● What is asked: Please locate every line in the material below that contains the word "round" and copy each of those lines. Case counts when matching.

● Provided data:

::::

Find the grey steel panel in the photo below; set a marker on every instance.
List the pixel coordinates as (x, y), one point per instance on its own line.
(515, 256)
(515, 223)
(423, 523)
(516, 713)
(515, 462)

::::

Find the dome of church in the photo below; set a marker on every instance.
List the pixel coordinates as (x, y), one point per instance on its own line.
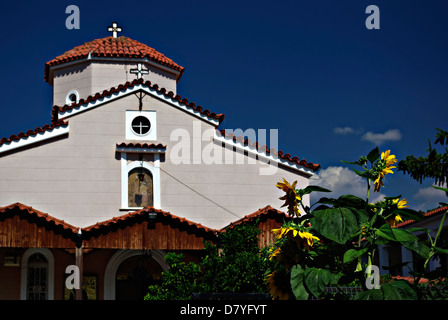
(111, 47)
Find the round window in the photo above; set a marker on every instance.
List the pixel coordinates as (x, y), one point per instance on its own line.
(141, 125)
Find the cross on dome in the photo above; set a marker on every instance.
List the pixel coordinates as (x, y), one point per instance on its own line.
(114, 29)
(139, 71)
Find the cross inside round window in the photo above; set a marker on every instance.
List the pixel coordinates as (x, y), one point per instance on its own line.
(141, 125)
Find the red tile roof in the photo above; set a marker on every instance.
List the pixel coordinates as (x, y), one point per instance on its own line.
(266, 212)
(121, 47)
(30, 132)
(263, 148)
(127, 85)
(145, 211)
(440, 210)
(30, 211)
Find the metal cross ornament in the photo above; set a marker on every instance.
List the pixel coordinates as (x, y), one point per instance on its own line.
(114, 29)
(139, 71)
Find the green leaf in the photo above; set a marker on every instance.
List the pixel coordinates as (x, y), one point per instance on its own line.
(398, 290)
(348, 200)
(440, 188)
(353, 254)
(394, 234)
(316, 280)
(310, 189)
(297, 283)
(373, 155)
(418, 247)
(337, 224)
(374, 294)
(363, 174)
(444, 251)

::::

● Problem solution:
Find the round window in the photo above; set a marker on every instance.
Find the cross inside round window in the photo above; set a marker on every instance.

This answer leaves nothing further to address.